§ **To do**: Copy out the records below with "photograph" replaced by "image" wherever it occurs, and change nothing else. Leave the pictures out of your copy.

§ **Exercise material**:
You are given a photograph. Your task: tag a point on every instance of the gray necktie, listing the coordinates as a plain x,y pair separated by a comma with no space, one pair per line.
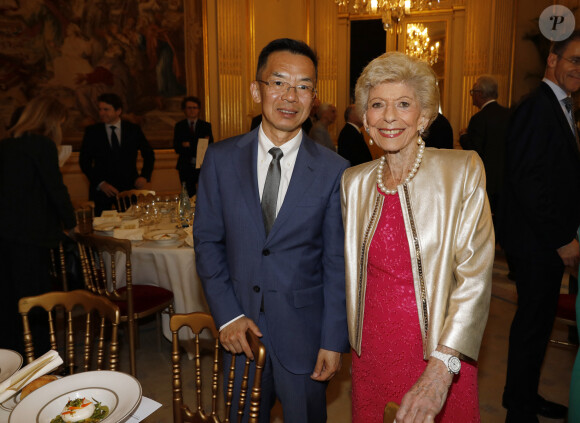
569,105
270,193
115,146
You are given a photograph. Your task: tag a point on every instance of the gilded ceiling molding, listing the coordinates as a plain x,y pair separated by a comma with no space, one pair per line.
231,59
325,43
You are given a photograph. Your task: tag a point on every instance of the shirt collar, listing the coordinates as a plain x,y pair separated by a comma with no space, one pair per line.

§ **Task answer**:
You are given a image. Your task: tag a point on every instance of the gray necktie, listing the coordinates as a plain x,y pair separated by a comma with no space, one pair per line.
569,105
270,193
115,146
You are given a image. Your task: tag a point on every instance of the gilded ceiling molding, listing the coordinates as a plain x,y pair separated by a comma with no space, one pair per line.
231,59
325,43
You are given a image. Your task: tag a point on every instance of the shirt collar, listing the coordinates as a plain x,y pair separated by a comma with no space, one pair per line.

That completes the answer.